> **Data section**:
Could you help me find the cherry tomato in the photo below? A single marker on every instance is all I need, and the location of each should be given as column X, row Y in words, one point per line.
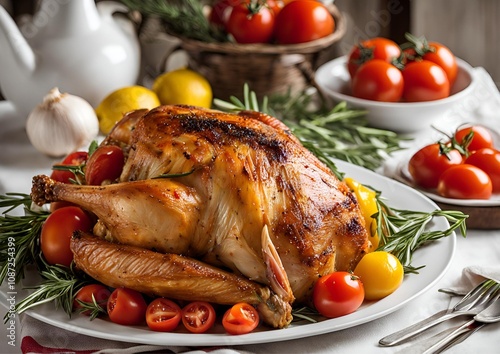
column 303, row 21
column 428, row 163
column 443, row 57
column 488, row 160
column 88, row 293
column 163, row 315
column 126, row 307
column 241, row 318
column 198, row 316
column 220, row 11
column 481, row 137
column 74, row 159
column 424, row 81
column 105, row 164
column 248, row 23
column 465, row 182
column 338, row 294
column 56, row 233
column 381, row 274
column 378, row 80
column 374, row 48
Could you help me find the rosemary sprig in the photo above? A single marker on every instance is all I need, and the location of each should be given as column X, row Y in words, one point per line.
column 402, row 232
column 181, row 17
column 60, row 284
column 19, row 244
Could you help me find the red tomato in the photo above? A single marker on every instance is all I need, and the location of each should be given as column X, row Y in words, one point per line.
column 105, row 164
column 126, row 307
column 378, row 80
column 56, row 233
column 303, row 21
column 241, row 318
column 479, row 136
column 427, row 164
column 88, row 294
column 465, row 182
column 163, row 315
column 220, row 11
column 248, row 23
column 198, row 316
column 338, row 294
column 488, row 160
column 74, row 159
column 374, row 48
column 424, row 81
column 443, row 57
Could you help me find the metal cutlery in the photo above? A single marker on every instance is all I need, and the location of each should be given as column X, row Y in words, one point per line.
column 473, row 303
column 489, row 315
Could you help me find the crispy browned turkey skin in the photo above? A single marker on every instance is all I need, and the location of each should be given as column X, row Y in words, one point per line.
column 234, row 192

> **What is asked**:
Starting with the line containing "Could you help me find the crispy" and going on through the end of the entries, reproduce those lines with "crispy browned turkey skin" switched to "golden roasted turkey skin" and everything else left unchanged.

> **Solution for this exercise**:
Could you help me find the golden roasted turkey skin in the photo above? A single marker on every instance is all I need, and the location of each should be given as column X, row Y in words, one point per line.
column 234, row 192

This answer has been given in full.